▸ How to complete this task
The answer must be every line of the records in which the string "snow" appears.

▸ Records shown
>>>>>
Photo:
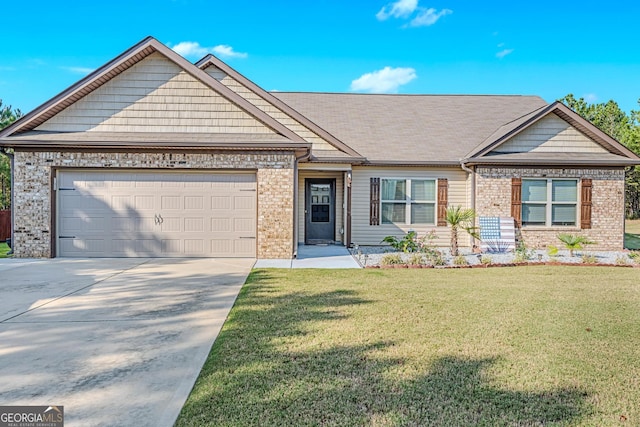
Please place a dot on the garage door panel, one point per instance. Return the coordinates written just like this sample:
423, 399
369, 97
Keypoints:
194, 203
144, 202
221, 225
221, 202
194, 224
171, 224
244, 202
243, 225
157, 214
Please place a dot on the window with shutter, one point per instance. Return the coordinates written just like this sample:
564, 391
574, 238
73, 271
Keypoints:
585, 209
548, 202
374, 201
516, 200
443, 196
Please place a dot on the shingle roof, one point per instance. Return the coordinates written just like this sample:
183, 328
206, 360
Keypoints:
411, 128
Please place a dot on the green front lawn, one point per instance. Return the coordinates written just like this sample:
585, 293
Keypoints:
492, 347
3, 250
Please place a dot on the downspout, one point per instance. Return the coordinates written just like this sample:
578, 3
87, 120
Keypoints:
472, 201
295, 201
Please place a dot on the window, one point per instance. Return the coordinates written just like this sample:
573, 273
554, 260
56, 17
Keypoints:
549, 202
408, 201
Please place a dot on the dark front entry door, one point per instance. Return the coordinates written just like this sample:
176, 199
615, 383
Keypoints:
320, 211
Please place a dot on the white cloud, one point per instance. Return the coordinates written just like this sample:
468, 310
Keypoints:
79, 70
398, 9
228, 52
503, 53
193, 49
428, 17
387, 80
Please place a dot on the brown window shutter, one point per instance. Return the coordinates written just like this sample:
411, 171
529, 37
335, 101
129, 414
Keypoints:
443, 201
585, 209
516, 200
374, 201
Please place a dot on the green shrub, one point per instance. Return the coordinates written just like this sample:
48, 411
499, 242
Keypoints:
416, 259
522, 252
406, 244
574, 241
622, 260
391, 259
486, 260
460, 260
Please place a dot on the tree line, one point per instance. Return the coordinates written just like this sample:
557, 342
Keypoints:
607, 116
625, 128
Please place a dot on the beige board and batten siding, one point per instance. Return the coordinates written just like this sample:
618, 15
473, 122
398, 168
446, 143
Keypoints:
339, 202
154, 95
364, 234
551, 135
156, 214
317, 142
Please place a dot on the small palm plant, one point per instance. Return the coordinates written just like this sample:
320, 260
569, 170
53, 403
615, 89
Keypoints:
459, 218
574, 241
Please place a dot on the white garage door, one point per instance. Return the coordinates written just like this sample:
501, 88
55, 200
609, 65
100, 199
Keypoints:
156, 214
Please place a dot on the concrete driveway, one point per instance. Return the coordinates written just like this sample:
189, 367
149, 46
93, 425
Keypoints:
114, 341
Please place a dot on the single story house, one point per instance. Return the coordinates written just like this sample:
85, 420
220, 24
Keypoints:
152, 155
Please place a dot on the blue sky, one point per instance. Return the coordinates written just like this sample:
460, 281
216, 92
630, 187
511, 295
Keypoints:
545, 48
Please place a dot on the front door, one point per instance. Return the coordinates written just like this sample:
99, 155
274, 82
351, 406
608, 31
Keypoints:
320, 211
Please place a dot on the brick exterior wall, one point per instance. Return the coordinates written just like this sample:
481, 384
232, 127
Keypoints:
493, 198
33, 196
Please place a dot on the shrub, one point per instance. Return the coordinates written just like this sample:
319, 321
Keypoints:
486, 260
436, 258
574, 241
459, 218
460, 260
621, 260
522, 252
429, 250
391, 259
406, 244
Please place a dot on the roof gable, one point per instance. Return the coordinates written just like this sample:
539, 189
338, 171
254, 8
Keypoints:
323, 141
551, 130
168, 73
550, 134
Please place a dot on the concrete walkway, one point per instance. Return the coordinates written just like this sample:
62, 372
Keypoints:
115, 341
314, 256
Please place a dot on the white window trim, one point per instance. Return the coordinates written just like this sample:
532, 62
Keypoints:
409, 201
549, 203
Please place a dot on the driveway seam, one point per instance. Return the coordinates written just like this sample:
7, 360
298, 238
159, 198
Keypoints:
74, 292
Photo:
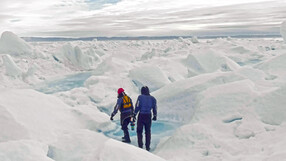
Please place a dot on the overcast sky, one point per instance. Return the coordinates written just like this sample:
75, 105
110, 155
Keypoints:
87, 18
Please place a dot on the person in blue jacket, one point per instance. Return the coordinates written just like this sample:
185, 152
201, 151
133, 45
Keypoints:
125, 106
145, 103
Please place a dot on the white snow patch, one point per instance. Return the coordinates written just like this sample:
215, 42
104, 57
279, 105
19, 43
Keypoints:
283, 30
13, 45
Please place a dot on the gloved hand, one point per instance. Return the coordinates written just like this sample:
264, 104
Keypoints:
111, 117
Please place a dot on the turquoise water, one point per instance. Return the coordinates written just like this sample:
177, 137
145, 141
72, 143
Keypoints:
159, 130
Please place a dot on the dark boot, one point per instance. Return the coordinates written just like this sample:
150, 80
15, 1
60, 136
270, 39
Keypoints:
126, 137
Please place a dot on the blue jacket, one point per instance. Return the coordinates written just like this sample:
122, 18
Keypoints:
146, 103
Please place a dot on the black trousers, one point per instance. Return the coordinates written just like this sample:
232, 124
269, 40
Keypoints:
124, 127
144, 121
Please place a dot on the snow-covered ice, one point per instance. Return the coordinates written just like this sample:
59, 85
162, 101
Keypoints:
283, 30
218, 99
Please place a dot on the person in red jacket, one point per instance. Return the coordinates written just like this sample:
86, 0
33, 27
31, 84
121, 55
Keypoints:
125, 106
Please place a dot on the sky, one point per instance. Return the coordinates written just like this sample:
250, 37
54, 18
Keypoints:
115, 18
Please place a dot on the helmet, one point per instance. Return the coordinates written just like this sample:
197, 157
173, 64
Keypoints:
120, 90
145, 90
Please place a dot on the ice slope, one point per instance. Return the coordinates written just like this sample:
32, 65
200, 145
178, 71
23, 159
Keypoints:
283, 30
229, 125
37, 126
12, 44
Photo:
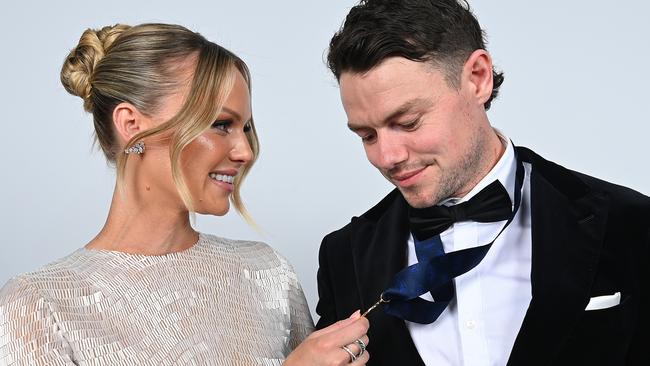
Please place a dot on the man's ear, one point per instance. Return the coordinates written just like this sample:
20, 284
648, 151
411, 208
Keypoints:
128, 121
477, 75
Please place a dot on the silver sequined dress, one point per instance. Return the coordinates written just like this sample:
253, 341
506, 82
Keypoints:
220, 302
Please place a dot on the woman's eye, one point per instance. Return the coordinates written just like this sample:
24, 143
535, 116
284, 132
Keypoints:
222, 125
368, 138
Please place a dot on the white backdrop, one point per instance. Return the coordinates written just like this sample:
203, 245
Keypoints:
576, 91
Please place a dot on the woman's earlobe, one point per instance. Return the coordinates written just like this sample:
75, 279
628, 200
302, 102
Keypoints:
128, 121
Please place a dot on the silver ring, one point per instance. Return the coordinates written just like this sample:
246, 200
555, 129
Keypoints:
353, 357
361, 345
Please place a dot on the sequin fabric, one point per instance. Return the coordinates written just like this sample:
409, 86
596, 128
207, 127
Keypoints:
220, 302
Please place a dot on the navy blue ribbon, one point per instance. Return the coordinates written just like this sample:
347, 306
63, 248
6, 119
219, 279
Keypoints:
435, 271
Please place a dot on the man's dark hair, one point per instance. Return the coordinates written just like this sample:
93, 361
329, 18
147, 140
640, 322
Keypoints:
443, 32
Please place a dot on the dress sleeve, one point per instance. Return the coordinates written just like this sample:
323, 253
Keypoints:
29, 334
301, 322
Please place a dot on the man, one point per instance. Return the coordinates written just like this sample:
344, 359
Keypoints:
562, 279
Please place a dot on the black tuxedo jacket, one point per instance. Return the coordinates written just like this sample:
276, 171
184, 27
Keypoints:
590, 238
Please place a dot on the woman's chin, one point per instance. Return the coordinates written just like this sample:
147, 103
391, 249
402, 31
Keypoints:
216, 210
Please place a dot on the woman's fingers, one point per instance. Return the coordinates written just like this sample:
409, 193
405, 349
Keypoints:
351, 332
356, 348
338, 325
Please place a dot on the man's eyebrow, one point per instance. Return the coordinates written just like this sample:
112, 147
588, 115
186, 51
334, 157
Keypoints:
406, 107
230, 111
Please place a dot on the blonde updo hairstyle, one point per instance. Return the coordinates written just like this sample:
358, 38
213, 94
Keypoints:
139, 65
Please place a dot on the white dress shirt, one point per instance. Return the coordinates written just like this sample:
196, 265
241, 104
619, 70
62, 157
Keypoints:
480, 325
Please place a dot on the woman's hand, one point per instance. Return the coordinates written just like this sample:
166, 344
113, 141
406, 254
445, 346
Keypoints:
325, 346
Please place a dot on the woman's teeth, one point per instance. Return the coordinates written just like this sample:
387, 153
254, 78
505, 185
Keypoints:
223, 177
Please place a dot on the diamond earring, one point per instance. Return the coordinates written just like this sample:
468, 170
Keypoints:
137, 149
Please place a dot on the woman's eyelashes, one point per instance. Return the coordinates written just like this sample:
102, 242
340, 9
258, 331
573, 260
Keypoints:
226, 126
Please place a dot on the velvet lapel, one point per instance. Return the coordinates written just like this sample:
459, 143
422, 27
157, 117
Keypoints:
378, 253
568, 222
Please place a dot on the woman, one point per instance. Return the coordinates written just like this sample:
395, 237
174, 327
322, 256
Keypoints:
172, 111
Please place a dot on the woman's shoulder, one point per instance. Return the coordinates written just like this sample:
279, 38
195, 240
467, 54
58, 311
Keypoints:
250, 252
40, 282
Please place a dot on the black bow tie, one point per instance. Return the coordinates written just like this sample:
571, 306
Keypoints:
491, 204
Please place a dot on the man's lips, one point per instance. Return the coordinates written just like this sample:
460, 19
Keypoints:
405, 179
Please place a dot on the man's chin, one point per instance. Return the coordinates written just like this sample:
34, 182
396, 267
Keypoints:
417, 199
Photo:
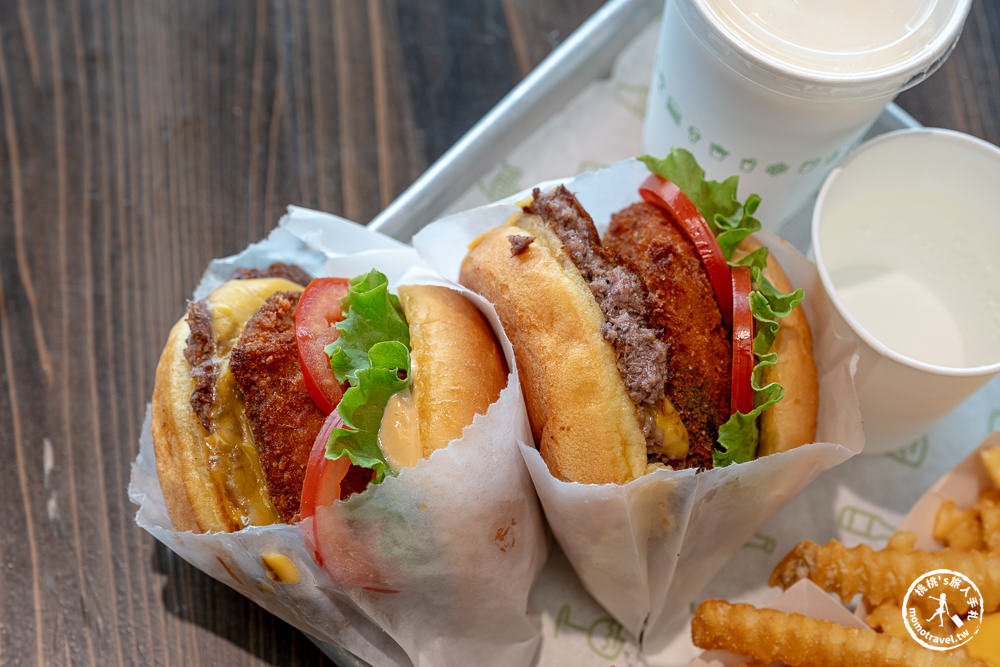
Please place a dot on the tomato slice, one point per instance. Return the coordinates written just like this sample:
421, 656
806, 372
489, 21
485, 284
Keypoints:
317, 313
742, 391
665, 194
321, 485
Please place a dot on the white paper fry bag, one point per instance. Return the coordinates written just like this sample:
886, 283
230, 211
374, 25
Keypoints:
645, 548
431, 567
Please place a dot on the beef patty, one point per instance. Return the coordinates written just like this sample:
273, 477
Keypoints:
684, 308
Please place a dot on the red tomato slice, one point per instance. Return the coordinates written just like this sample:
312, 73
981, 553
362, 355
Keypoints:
328, 480
665, 194
321, 485
317, 313
742, 392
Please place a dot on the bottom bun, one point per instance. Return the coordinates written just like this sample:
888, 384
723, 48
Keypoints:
458, 368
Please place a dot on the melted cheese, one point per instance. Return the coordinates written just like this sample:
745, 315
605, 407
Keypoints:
231, 452
280, 569
399, 433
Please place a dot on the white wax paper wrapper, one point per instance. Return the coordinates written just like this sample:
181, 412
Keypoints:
645, 548
460, 536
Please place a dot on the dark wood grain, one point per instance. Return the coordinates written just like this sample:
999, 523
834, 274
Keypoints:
140, 139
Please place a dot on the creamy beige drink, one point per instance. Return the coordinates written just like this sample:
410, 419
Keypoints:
834, 36
777, 91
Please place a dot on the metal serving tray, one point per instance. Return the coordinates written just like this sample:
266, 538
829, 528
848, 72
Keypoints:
587, 55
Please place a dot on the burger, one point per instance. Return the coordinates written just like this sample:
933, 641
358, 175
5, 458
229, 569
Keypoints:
674, 341
277, 393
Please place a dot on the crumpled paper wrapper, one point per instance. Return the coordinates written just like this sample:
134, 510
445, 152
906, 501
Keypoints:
460, 536
643, 549
962, 484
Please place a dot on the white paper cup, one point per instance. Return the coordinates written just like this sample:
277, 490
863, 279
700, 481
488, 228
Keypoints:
907, 244
782, 119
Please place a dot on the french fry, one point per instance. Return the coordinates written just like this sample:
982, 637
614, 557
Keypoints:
991, 459
888, 618
960, 529
883, 576
771, 636
989, 515
902, 540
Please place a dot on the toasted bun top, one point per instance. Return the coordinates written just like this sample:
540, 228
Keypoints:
211, 481
574, 393
792, 420
458, 367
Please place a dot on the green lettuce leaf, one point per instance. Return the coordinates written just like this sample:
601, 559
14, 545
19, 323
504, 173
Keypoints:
372, 354
731, 222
<<<<<
▸ Solution
Please place a dot on the white snow patch, one point per instance. Return the coordinates written just like this sample:
Please place a dot on the snow-covered ice, one point per instance. Return the coordinates written just like this sample:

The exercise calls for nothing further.